┏━━

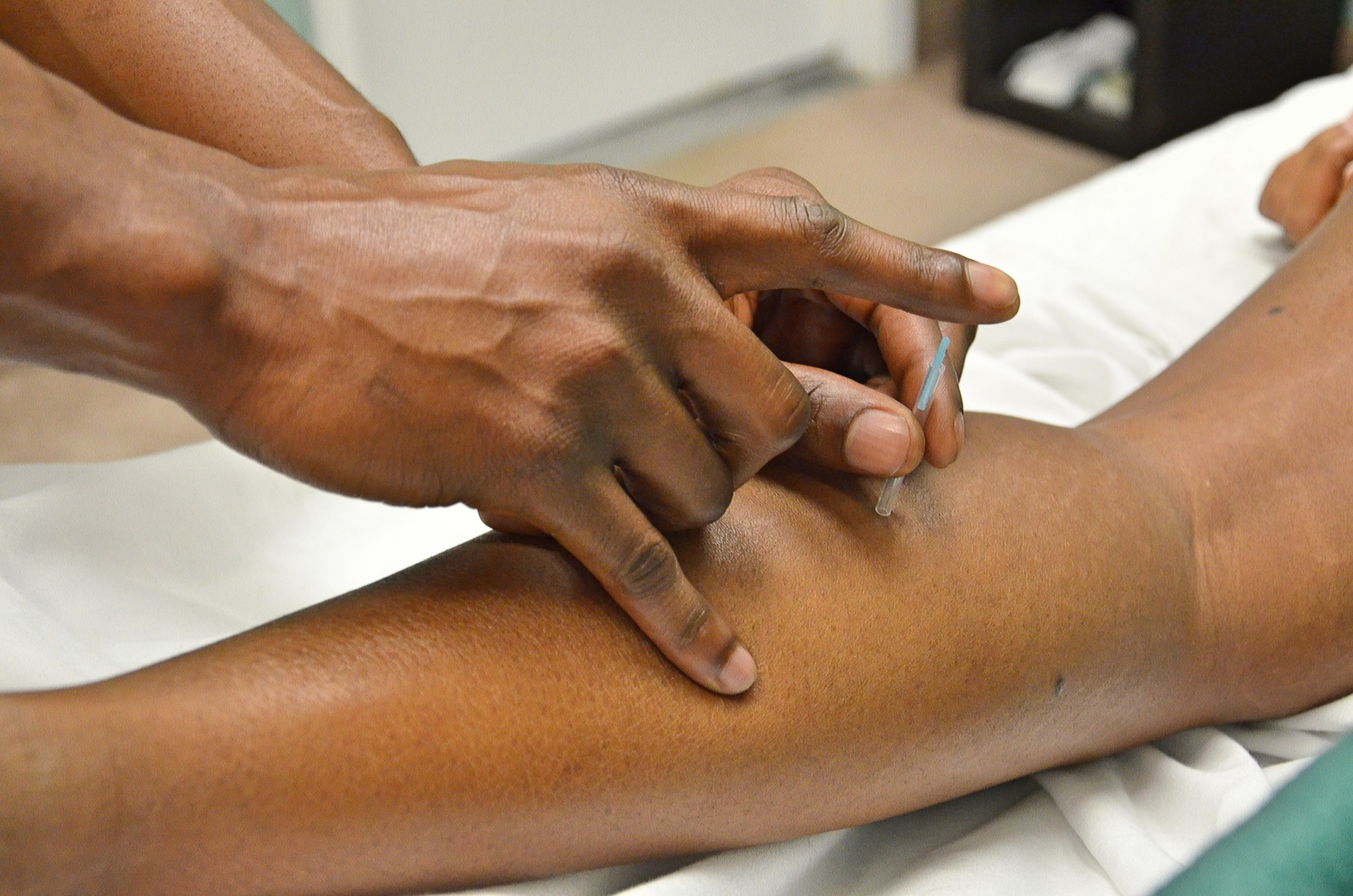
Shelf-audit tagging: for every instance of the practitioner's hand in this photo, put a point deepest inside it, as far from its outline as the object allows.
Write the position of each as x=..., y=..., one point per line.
x=860, y=339
x=548, y=345
x=1307, y=185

┗━━

● Task objective: The data should be printed again unchanged; leave its pictures out.

● Result of the exercise:
Shelf-audit tagging: for every instance of the practitioner's hand in this photo, put a point deepest inside it, as far from its outline as the object allows.
Write the position of each as x=..., y=..., one point per line.
x=860, y=339
x=548, y=345
x=1307, y=185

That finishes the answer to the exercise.